> _What you will do_
1. Can you give the autonomous vehicle design article again, starting with "In a dynamically" and going on through "in real time.", with "diagnostic purposes" switched to "troubleshooting purposes"?
2. Could you carry the article on autonomous vehicle design forward from its final sentence?

> _Source document_

-------

Xinwen Xinshi丨Five major challenges that autonomous vehicle design will face

The standards for L3-L5 vehicles are very strict. At these levels, humans cannot be involved and there is no backup. The ISO 26262 ASIL standard requires vehicles to have new functions and performance to meet the growing safety requirements. Today, the functional safety of vehicle systems designed for failure protection is at the forefront. With the advancement of L3-L5 vehicles, the system must be able to operate when it fails; even if a failure occurs, the system needs to ensure that the function is fully operational or degraded.

Therefore, the system must be tested to handle all the “what if” situations. This means setting up multiple test scenarios that combine simulation and vehicle-level testing, including emergency braking functions that need to be in place at all times, and vehicle controls that can navigate the vehicle to the nearest safe stopping place if a vehicle failure occurs. It also needs to be determined how much data needs to be collected to train the system; this collected data helps to address all the “what if” situations.

In a dynamically changing environment, data from different sources can only be integrated or compared (for diagnostic purposes) if it is known that the data originated from the same point in time. As more and more sensors, radars, cameras, and LIDARs are distributed throughout the vehicle, it is important to understand how the various data are related to each other in real time.

The central control unit requires real-time and accurate data collection to obtain all the information needed to decide what actions should be taken with the lowest latency. Accurate time synchronization is also essential for the machine learning models required for L3-L5 autonomous vehicles. So the challenge is that the acquired data points may come from different sources input at different speeds. Take sensor fusion as an example. Compared with advanced sensor fusion data, the underlying sensor fusion data that provides detailed information about the driving environment requires more bandwidth and more complex time synchronization. Time synchronization standards also vary depending on the network protocol, which brings more complexity to automotive engineers. Ethernet TSN (Time Sensitive Network) and Ethernet AVB (Audio Video Bridging) provide a network method for automotive control systems to achieve time synchronization. GNSS is another way, especially for autonomous navigation systems.

Vehicles at level L1-L2 still require human involvement, but for vehicles at level L3-L5, cameras, radars, LIDARs, and other sensors must act as the "eyes" of the car. Therefore, they need to solve several problems, including various data from multiple sources and operating under multiple environmental conditions. Sensors and cameras must be able to detect multiple features around the vehicle with high accuracy to provide a consistent, comfortable, and safe driving experience. This includes all abnormal road conditions that human drivers will see and take action on, such as: animals that accidentally run onto the road, other vehicles that do not obey traffic rules, potholes, or pedestrians crossing the road from unexpected locations. The vision system must also work in weather conditions such as sunny days, rainy days, snowy days, and foggy days. Vision systems based on high-precision visual processing and sensor fusion technology, as well as high-performance hardware optimized for computer vision, provide the required computing power and software capabilities to support the more complex requirements required by the increasing number of sensors and cameras in cars.

-------

(Natural-language object grounding data)
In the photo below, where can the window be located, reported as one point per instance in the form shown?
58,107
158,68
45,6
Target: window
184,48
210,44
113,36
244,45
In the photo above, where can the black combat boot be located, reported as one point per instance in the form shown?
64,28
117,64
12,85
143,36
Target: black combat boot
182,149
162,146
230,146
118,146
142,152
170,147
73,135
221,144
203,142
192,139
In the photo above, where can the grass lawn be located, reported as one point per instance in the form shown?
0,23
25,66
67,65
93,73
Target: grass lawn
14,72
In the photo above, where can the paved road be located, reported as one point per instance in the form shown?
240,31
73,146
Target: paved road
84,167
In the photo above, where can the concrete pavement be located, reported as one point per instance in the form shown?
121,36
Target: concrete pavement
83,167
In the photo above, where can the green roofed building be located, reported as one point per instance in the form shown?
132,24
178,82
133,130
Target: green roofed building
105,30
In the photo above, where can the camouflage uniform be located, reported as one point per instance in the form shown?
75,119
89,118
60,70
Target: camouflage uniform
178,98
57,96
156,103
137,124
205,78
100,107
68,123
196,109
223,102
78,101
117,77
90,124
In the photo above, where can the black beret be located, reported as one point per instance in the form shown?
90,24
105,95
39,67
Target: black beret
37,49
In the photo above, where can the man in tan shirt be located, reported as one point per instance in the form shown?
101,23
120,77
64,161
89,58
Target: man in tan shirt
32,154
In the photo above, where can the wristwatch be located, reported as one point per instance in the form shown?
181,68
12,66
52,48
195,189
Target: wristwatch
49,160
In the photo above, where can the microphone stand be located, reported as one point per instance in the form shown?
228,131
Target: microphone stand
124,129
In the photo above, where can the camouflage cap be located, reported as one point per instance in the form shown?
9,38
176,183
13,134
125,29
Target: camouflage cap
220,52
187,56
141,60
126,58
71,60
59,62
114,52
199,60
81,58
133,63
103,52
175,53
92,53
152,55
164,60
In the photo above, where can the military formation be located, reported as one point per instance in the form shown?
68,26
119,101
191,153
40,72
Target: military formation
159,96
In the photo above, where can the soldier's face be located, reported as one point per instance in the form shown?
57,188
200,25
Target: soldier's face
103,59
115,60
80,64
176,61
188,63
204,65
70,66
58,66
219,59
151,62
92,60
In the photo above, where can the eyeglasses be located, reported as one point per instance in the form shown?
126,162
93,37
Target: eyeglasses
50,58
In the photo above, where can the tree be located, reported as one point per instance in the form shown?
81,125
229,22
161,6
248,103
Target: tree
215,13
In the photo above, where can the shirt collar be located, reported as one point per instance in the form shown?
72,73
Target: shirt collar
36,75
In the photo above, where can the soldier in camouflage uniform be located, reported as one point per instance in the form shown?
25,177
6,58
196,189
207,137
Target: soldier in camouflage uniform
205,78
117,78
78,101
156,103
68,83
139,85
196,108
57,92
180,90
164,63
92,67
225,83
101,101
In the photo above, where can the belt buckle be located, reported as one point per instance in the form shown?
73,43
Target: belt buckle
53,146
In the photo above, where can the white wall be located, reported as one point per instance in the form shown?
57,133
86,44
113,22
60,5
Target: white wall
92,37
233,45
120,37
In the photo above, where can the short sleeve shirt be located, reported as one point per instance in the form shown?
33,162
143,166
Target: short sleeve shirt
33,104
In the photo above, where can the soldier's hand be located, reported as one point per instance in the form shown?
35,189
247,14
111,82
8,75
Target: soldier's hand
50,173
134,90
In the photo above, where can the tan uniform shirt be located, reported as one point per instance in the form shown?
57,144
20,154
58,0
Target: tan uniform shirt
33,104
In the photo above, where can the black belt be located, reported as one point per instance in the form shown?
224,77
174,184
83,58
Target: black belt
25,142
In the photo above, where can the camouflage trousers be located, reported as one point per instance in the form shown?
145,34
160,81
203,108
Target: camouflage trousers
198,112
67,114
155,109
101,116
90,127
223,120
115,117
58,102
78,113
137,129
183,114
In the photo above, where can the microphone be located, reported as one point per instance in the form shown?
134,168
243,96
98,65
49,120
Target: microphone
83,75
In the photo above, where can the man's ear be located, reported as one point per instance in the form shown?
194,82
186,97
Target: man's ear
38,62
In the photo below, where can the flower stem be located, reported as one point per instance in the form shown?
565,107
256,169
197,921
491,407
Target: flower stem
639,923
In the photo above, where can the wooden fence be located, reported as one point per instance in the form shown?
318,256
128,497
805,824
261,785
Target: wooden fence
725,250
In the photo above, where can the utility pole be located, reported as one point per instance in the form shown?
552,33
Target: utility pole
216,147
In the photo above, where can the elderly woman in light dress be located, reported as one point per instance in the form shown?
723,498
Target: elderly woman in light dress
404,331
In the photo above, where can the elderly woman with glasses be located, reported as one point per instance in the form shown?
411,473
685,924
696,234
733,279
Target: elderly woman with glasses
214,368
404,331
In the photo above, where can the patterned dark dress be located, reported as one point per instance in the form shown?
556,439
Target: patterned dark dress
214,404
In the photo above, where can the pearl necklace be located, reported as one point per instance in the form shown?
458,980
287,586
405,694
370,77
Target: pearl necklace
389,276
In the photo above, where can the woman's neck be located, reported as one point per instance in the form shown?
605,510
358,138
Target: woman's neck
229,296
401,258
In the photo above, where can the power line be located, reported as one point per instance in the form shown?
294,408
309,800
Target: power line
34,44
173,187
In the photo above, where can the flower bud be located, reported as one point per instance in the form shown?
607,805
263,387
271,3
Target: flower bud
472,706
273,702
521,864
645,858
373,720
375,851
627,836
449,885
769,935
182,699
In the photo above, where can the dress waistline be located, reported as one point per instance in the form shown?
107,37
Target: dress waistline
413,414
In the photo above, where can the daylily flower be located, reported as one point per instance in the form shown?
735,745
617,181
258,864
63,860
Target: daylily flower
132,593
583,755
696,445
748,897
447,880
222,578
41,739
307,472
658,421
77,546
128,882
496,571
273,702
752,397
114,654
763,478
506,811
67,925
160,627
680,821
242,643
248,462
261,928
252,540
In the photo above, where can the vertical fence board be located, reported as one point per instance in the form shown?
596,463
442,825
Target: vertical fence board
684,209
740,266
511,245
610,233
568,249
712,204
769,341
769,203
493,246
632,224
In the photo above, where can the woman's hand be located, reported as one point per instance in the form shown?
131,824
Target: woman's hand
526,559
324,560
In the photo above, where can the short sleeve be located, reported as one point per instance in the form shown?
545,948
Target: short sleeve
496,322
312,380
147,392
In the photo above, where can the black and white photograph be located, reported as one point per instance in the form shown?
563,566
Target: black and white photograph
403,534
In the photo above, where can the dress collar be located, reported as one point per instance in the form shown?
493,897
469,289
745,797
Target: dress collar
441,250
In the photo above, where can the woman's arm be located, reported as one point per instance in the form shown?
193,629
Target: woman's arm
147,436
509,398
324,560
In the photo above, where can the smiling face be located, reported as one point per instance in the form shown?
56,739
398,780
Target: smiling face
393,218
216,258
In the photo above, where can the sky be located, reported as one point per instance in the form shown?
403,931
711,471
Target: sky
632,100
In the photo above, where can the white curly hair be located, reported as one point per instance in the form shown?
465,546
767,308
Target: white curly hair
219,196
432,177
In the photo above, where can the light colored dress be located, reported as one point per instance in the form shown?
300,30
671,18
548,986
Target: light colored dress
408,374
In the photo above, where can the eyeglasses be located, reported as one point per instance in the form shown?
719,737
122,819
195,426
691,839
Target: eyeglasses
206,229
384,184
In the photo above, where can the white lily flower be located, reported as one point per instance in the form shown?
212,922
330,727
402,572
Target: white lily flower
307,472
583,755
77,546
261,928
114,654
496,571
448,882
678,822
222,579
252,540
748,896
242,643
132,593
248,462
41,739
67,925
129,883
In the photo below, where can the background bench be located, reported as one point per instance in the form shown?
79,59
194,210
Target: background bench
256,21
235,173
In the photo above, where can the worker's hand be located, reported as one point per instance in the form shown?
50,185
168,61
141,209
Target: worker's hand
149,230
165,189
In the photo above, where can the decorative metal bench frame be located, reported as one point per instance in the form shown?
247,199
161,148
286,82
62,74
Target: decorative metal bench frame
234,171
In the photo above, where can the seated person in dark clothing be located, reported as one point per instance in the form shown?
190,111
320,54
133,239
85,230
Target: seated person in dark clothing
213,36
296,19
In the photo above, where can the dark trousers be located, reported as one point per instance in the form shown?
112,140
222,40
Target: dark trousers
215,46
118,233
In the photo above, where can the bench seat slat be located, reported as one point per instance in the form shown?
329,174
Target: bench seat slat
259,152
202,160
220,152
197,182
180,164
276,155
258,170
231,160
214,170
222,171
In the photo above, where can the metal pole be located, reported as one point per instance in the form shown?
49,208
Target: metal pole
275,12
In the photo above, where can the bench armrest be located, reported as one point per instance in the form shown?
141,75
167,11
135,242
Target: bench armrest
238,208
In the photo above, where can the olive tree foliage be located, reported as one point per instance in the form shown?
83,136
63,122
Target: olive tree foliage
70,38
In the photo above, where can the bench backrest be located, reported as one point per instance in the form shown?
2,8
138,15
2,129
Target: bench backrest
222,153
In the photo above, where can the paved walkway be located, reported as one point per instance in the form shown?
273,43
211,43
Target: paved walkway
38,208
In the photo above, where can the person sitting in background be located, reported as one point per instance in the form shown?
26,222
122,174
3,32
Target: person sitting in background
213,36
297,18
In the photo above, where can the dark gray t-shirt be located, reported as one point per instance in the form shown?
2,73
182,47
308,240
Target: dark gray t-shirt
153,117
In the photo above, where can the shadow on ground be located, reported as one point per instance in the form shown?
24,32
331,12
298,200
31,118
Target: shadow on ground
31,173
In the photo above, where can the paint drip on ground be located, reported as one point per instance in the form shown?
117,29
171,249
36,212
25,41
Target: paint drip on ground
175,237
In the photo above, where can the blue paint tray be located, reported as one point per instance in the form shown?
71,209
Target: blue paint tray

-------

> _Activity answers_
1.
In a dynamically changing environment, data from different sources can only be integrated or compared (for troubleshooting purposes) if it is known that the data originated from the same point in time. As more and more sensors, radars, cameras, and LIDARs are distributed throughout the vehicle, it is important to understand how the various data are related to each other in real time.

2.
Production puts pressure on costs, which drives engineering innovation. When talking about the challenges of computing power in autonomous vehicle design, we are also discussing power consumption. For L3-L5 vehicles, computing performance needs to be strengthened as much as possible while meeting the required cost requirements and lower power consumption. One way to solve this problem is through optimization. For example, software is the link that generates a lot of power, and this has a lot to do with how microprocessors, GPUs and other chips are architected. Increased functional safety requirements bring additional challenges. Fail-operation requires triple redundancy; fail-silent mechanisms also require redundant systems; and cars cannot provide unlimited power. High temperatures are also a problem because heat dissipation increases with power consumption. Dedicated hardware accelerators enable processors to meet specific application performance requirements at very low power consumption. Understanding the needs of future systems and designing hardware accelerators specifically for those needs will enable cost-effective and energy-efficient autonomous driving systems.

As the market has moved toward connected cars, the automotive industry has built an extensive expertise base around the development and deployment of active safety features. Advanced emergency braking, automatic cruise control, lane assist, cross-traffic alert, surround view systems, traffic jam assist, and automated parking: These features are becoming more commonplace for vehicles in every segment, from entry-level to premium. Automated driving systems face similar challenges as they move from testing and prototypes to mainstream products. The industry can leverage previous ADAS investments and lessons learned to address current challenges, allowing for varying degrees of autonomy and, ultimately, full autonomy.